▸ Excerpted passage

By Stephen A. Kichuk, Op-Ed Contributor
The recent tragedy at Sandy Hook has served to rocket the issue of mental health into the forefront of public consciousness.
While debates rage over the causes of this event, many have asserted that it was “mental illness” that spurred such violence. Many further asserted
that it is mental illness that is at the root of much violence in society at large, and that it needs to be addressed on a wide scale.
While it is encouraging that many may be taking mental health matters more seriously, and that more attention may be put into mental healthcare, it is concerning that these assertions are rooted in misperception, and will quite possibly have the effect of increasing the burden of stigma. This can in turn affect outcomes of those suffering from mental illness
The American Psychiatric Association officially recognizes several hundred mental disorders (“mental illnesses”). A problem though, with
terms like “mental disorder” or “mental illness” is that they are inherently vague terms that, in themselves, mean little. The common
use of such vague terms, with the hundreds of diagnoses possible, fails to offer anything towards the understanding of specific situations. It also has the effect of lumping every person with any of those conditions together, no matter how disparate those conditions may be. This can be far-reaching in its effects, providing fertile ground for misperception and stigma.
Researchers have concluded that public fears regarding mental illness are out of proportion to reality. While there are many factors to
consider, and their relationships complex, research indicates that factors that prompt a person with mental illness to violence are
similar to those that prompt someone without mental illness to violence. Simply put, the presence of a mental illness in an offender
doesn’t mean that illness had anything to do with any violent acts committed. Even further, research has found that those with mental
illness are more likely to be victims of violence, rather than perpetrators.

▸ Available data
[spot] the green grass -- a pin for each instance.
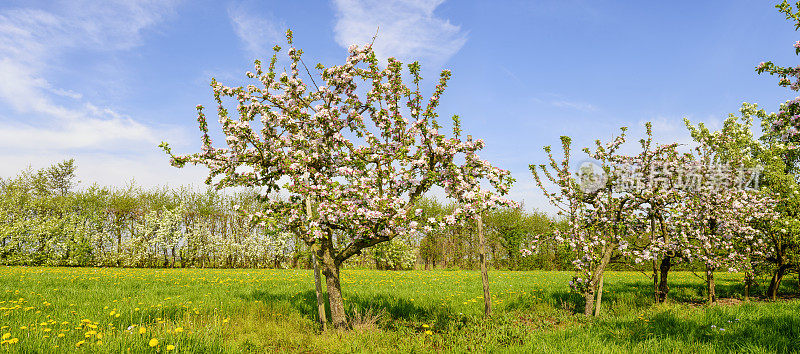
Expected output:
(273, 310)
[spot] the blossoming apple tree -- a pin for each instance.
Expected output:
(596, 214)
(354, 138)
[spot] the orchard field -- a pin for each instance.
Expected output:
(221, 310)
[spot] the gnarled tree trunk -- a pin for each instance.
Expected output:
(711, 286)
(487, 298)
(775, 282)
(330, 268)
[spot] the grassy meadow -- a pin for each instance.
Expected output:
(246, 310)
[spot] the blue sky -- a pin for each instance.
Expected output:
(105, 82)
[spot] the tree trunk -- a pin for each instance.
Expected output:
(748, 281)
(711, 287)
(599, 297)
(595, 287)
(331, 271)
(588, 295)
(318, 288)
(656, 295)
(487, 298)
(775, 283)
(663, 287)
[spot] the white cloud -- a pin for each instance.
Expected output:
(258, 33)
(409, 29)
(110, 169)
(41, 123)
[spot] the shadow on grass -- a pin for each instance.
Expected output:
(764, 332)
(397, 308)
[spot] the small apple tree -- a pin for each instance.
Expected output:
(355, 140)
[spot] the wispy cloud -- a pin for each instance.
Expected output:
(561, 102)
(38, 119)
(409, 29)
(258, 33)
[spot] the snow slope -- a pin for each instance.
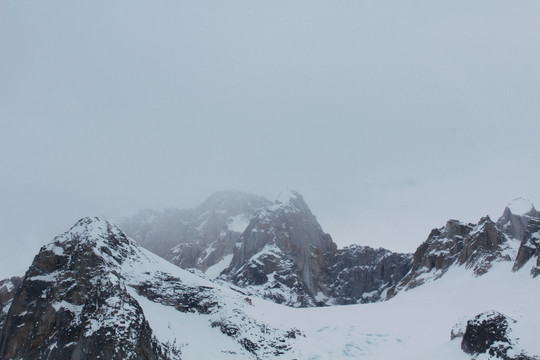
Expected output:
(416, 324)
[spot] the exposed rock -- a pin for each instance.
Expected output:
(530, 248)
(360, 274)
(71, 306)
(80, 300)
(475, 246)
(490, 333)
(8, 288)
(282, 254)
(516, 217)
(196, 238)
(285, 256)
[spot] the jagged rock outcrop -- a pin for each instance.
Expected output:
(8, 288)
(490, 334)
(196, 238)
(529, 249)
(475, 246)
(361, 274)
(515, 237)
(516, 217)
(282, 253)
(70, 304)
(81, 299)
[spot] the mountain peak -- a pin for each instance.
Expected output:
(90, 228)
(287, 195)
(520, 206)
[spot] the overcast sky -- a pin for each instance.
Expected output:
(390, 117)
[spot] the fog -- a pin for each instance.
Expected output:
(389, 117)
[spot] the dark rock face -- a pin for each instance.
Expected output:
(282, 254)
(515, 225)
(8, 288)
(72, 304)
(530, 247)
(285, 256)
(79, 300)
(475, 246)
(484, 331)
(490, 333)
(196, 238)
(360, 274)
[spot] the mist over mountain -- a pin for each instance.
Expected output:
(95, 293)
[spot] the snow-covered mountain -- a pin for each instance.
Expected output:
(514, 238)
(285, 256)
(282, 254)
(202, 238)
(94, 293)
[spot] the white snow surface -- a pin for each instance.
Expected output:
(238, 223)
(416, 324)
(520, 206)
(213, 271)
...
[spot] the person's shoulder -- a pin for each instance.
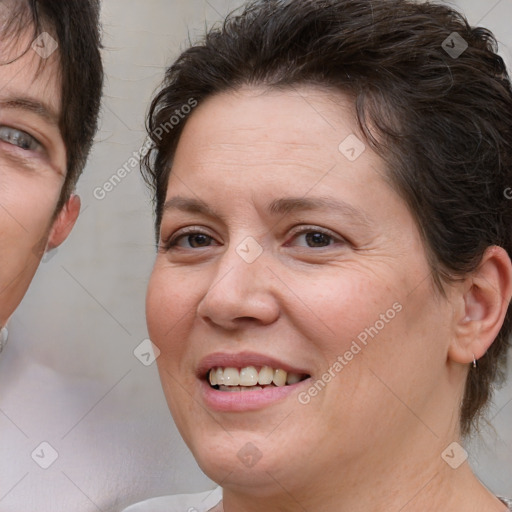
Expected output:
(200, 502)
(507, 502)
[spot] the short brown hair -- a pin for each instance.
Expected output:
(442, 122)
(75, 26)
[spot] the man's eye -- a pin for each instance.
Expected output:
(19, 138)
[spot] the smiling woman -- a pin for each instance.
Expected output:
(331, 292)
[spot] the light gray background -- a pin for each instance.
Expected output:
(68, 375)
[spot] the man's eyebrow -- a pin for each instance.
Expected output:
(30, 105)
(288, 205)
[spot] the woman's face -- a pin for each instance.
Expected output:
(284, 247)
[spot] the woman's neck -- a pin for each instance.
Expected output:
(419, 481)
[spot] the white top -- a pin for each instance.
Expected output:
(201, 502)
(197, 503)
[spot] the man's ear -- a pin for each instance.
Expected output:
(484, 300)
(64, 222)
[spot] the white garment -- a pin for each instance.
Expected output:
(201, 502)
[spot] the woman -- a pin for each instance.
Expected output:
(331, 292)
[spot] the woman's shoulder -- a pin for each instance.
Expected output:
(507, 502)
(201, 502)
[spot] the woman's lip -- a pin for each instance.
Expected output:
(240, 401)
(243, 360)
* * *
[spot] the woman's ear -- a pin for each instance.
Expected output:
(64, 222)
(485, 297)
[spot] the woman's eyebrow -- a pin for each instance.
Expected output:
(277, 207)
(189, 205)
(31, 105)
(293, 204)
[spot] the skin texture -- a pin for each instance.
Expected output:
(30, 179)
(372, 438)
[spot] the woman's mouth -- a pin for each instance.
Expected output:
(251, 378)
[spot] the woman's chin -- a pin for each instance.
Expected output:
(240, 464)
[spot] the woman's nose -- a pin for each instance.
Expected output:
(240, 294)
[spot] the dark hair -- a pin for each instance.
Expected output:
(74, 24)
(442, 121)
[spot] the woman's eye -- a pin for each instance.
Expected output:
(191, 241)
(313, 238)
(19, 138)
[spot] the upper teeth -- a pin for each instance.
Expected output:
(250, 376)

▸ Task 1
Repeat word for word the stretch of the op-ed on mental illness and violence from "Researchers have concluded" through "rather than perpetrators.".
▸ Task 2
Write what comes next in the op-ed on mental illness and violence after Sandy Hook, picking up after its final sentence.

▸ Expected output 1
Researchers have concluded that public fears regarding mental illness are out of proportion to reality. While there are many factors to
consider, and their relationships complex, research indicates that factors that prompt a person with mental illness to violence are
similar to those that prompt someone without mental illness to violence. Simply put, the presence of a mental illness in an offender
doesn’t mean that illness had anything to do with any violent acts committed. Even further, research has found that those with mental
illness are more likely to be victims of violence, rather than perpetrators.

▸ Expected output 2
This research has demonstrated that the frequent media portrayals and commonplace claims of mental illness as a leading cause of violence are simply not accurate. Out of the hundreds of mental disorders, there are only a few that are reliably linked to violence. It is important though, that if there are violent acts committed by someone with one of these conditions, then any discussion should use the specific name of the condition, rather then using the blanket term of “mental illness.” Using a blanket term makes inaccurate associations between those few conditions that are reliably linked to
violence with those many that aren’t, transferring the effects of stigma.
Additionally, any use of specific terms should be grounded in an understanding of those terms. Suggestions that the perpetrator of the
Sandy Hook incident had Asperger’s disorder, and that this was a causal factor in such violence, clearly demonstrate a lack of understanding, as violence is not inherent to Asperger’s.
While acts are committed which cause many to conclude the perpetrator ”wasn’t right in the head,” that doesn’t mean it was a mental illness
that was the cause, or even that it was present. Mental illnesses are specifically defined constructs, and labeling something as “mental illness,” without a solid grasp of those constructs, distorts public perception. Perhaps at least partially as a result, the term “mental illness” appears linked to public perceptions of dangerousness, and must be addressed, as it has important social effects. It matters how these discussions are framed. Unfortunately, much of the talk presently going on in the wake of the Sandy Hook incident may further embed misperceptions of mental illness and violence into the collective conscious.
While calls for greater emphasis on mental healthcare are welcome and long overdue, couching those calls in the horror of that awful event stands a strong chance of deepening many of the problems facing good people who happen to be suffering from mental health problems, and those people seeking to help them.
Stephen A. Kichuk is a graduate student and researcher in the mental health field.